======== Excerpt to read ========
Always be patient and be ready to back off so that your disturbance is minimized. Scroll down the following list for more specific information about bears and other carnivores, large mammals, small mammals, marine mammals, coastal birds, wetland birds, forest birds and raptors, fish, intertidal life, and reptiles and amphibians.

Bears and Other Carnivores

  • need lots of space and clear directions for easy retreat. Stay back, and never corner them.
  • when startled, might run for an hour uphill, wasting precious energy reserves. Frequent disturbances are harmful.
  • are especially dangerous when defending their kills or young.
  • Can get into trouble because of unsecured food or garbage. Many human-fed nuisance bears end up being killed for safety reasons. “A fed bear is a dead bear”

Large Mammals

  • such as deer, elk and moose are unpredictable and can be dangerous. Always maintain a safe distance.
  • need all their energy to survive through the winter. Disturbances can cause death.
  • are vulnerable during the fall rut because males are under severe stress. Stay clear of their rutting grounds.
  • are especially dangerous and highly sensitive to disturbance while looking after their young.

Small Mammals

  • need their energy stores in the spring for food gathering and territorial activity. Disturbance can lead to breeding failure.
  • become more aggressive or dangerous if fed by people. Feeding also lowers their abilities to survive. Feeding animals in protected areas is illegal.
  • such as roosting bats use critical fat reserves to “wake up” and flee from a disturbance. Avoid any place with roosting bats.
========
Work task:
Copy the stretch from "Always be patient" through "disturbances are harmful." from the wildlife viewing text, keeping every word and mark unchanged.
======== Data section ========
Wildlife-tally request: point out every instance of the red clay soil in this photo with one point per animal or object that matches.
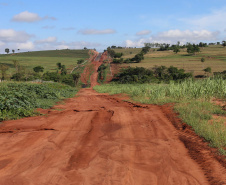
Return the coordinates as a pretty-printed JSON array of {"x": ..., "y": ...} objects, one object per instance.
[{"x": 98, "y": 139}]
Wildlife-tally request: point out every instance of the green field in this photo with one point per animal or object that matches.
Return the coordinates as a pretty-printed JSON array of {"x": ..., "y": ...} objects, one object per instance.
[
  {"x": 215, "y": 57},
  {"x": 47, "y": 59},
  {"x": 193, "y": 101}
]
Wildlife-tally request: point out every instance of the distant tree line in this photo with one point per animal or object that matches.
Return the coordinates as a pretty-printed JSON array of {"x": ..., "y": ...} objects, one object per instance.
[
  {"x": 136, "y": 59},
  {"x": 154, "y": 75}
]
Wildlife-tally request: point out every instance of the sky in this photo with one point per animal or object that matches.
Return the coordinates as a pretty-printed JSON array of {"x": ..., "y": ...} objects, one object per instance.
[{"x": 74, "y": 24}]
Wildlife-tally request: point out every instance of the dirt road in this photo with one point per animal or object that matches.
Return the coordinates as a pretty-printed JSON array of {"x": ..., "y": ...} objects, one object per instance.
[{"x": 97, "y": 139}]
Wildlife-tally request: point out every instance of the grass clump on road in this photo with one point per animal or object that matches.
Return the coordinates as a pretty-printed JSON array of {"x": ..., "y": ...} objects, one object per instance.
[
  {"x": 21, "y": 99},
  {"x": 192, "y": 100}
]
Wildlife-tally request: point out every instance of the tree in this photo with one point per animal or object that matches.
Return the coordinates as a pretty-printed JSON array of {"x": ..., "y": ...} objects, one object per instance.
[
  {"x": 118, "y": 55},
  {"x": 208, "y": 70},
  {"x": 16, "y": 65},
  {"x": 145, "y": 49},
  {"x": 7, "y": 50},
  {"x": 59, "y": 65},
  {"x": 63, "y": 70},
  {"x": 192, "y": 49},
  {"x": 3, "y": 69},
  {"x": 111, "y": 52},
  {"x": 76, "y": 77},
  {"x": 223, "y": 43},
  {"x": 176, "y": 49},
  {"x": 38, "y": 69},
  {"x": 138, "y": 57},
  {"x": 202, "y": 60}
]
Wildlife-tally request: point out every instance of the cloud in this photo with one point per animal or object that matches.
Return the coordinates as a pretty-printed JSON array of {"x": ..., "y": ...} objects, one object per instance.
[
  {"x": 215, "y": 20},
  {"x": 143, "y": 32},
  {"x": 68, "y": 29},
  {"x": 96, "y": 32},
  {"x": 10, "y": 35},
  {"x": 47, "y": 40},
  {"x": 4, "y": 4},
  {"x": 48, "y": 27},
  {"x": 2, "y": 43},
  {"x": 25, "y": 46},
  {"x": 29, "y": 17},
  {"x": 172, "y": 36}
]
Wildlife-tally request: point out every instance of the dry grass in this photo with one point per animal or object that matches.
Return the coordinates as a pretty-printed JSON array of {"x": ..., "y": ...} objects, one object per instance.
[{"x": 215, "y": 57}]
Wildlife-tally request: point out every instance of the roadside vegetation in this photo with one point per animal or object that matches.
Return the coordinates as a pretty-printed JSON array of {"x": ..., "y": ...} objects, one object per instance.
[
  {"x": 27, "y": 61},
  {"x": 213, "y": 55},
  {"x": 192, "y": 100},
  {"x": 190, "y": 77},
  {"x": 20, "y": 99}
]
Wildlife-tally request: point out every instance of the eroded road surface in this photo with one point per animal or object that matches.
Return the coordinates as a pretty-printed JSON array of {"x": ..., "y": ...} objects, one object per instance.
[{"x": 97, "y": 139}]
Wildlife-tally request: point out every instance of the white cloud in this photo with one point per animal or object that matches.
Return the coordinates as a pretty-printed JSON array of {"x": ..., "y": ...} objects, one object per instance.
[
  {"x": 2, "y": 43},
  {"x": 47, "y": 40},
  {"x": 214, "y": 20},
  {"x": 25, "y": 46},
  {"x": 172, "y": 36},
  {"x": 48, "y": 27},
  {"x": 96, "y": 32},
  {"x": 4, "y": 4},
  {"x": 143, "y": 32},
  {"x": 69, "y": 28},
  {"x": 10, "y": 35},
  {"x": 29, "y": 17}
]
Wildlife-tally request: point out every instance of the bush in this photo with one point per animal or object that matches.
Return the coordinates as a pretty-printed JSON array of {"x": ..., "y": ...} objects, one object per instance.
[{"x": 157, "y": 74}]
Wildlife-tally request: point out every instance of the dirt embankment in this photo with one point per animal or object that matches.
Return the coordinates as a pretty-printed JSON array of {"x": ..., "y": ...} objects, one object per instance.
[{"x": 97, "y": 139}]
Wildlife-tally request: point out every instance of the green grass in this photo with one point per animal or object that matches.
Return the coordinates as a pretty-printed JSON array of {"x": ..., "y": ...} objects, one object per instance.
[
  {"x": 192, "y": 102},
  {"x": 21, "y": 99},
  {"x": 215, "y": 58},
  {"x": 47, "y": 59}
]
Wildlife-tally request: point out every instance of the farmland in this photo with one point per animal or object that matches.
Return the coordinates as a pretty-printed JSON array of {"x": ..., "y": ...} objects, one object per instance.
[
  {"x": 215, "y": 58},
  {"x": 47, "y": 59},
  {"x": 93, "y": 138},
  {"x": 21, "y": 99}
]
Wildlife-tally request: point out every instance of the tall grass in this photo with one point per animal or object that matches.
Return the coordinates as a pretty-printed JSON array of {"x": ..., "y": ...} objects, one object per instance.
[
  {"x": 192, "y": 102},
  {"x": 21, "y": 99}
]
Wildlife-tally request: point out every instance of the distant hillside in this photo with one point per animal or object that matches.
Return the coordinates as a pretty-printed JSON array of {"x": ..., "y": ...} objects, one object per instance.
[
  {"x": 46, "y": 59},
  {"x": 54, "y": 53}
]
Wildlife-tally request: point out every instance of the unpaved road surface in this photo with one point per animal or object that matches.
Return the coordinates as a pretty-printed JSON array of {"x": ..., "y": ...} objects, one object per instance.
[{"x": 97, "y": 139}]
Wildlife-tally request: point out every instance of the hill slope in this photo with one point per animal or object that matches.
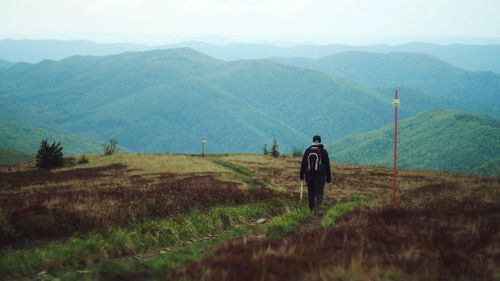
========
Output:
Always be patient and be ready to back off so that your disturbance is minimized. Scroll down the following list for more specific information about bears and other carnivores, large mammals, small mammals, marine mammals, coastal birds, wetland birds, forest birds and raptors, fish, intertidal life, and reptiles and amphibians.

Bears and Other Carnivores

  • need lots of space and clear directions for easy retreat. Stay back, and never corner them.
  • when startled, might run for an hour uphill, wasting precious energy reserves. Frequent disturbances are harmful.